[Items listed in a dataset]
_ _ _ _ _
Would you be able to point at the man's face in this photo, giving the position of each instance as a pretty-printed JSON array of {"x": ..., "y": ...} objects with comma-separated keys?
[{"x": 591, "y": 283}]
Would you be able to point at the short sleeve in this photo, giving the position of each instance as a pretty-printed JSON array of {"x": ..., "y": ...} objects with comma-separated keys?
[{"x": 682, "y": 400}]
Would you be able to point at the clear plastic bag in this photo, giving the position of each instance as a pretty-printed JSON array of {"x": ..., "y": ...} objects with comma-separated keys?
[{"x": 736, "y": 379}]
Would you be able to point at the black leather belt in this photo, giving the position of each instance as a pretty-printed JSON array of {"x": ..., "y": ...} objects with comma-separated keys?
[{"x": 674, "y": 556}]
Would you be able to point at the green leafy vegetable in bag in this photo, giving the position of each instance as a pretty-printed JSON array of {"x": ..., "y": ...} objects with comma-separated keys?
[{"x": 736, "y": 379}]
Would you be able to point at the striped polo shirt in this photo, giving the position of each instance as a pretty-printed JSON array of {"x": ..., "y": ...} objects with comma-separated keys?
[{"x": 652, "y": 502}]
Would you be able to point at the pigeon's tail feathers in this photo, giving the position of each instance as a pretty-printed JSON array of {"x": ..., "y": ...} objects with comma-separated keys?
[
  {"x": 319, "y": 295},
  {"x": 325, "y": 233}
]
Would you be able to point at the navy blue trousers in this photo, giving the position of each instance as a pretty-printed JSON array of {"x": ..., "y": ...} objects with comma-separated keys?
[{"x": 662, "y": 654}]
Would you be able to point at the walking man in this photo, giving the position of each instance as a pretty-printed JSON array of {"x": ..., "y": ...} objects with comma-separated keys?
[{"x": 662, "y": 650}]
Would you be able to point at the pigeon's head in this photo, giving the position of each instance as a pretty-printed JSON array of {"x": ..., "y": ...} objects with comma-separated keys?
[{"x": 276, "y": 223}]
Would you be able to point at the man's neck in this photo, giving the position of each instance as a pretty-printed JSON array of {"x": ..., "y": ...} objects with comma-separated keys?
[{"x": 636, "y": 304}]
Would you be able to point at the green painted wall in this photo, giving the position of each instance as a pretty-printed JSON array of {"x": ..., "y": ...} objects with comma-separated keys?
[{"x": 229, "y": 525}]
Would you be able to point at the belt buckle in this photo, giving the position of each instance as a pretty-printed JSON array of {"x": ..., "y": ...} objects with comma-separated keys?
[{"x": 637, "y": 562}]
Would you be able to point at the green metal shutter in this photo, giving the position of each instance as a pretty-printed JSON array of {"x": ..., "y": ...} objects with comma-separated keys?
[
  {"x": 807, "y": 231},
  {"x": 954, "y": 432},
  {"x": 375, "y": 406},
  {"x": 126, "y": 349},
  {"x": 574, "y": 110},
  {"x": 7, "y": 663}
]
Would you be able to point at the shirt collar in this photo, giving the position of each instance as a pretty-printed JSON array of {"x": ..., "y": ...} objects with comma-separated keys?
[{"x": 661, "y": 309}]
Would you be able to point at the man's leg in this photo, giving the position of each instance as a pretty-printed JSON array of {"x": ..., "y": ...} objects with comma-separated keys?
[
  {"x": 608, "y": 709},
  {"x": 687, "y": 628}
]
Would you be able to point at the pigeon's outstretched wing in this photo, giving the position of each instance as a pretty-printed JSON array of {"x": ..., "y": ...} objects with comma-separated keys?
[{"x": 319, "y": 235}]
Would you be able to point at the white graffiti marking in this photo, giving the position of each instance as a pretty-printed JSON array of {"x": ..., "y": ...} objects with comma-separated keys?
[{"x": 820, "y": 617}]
_ _ _ _ _
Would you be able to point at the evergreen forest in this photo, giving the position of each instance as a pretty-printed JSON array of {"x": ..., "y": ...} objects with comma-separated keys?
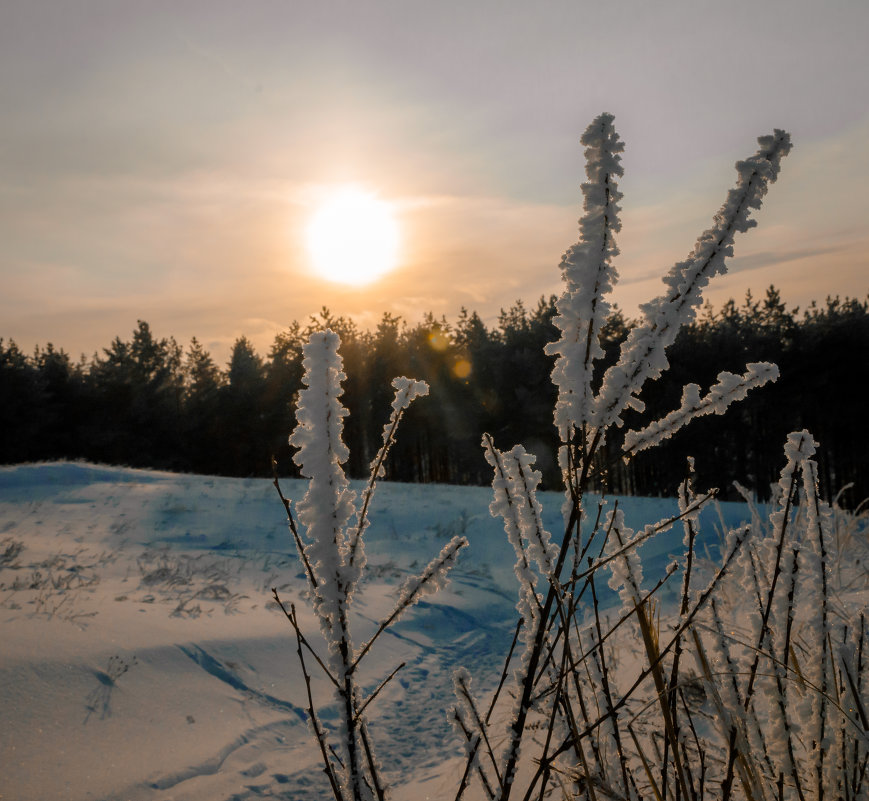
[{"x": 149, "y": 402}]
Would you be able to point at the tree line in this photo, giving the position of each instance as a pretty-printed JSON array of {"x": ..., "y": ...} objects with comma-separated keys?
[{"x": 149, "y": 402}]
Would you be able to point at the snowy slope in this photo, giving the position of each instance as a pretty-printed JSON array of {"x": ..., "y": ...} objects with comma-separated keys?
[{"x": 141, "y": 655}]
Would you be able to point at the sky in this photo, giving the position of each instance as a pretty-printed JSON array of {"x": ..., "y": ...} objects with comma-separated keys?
_ _ _ _ _
# [WHAT IS NEEDED]
Update the records from the line with "Would you be able to point at the tree" through the line with "Would you be able to point at the sky". Write those lines out again with "snowy slope" changed to "snow-covered hillside" and nothing else altered.

# [ANSWER FOR THE TASK]
Would you be able to point at the tree line in this photo, giving the position of each instance as a pretty-printed JSON array of {"x": ..., "y": ...} objects with comma-separated keys?
[{"x": 149, "y": 402}]
Would you be able to point at the snow-covered hillside in this photo, giving the position of each instance as a pretty-printed JSON array of {"x": ..., "y": ...} objects with comma-separated keys?
[{"x": 141, "y": 655}]
Would you be able to point at the sky in this photo, giving the position of each instance as a pretty-printed JSON array of {"x": ..., "y": ...} objects with comma-separated keys?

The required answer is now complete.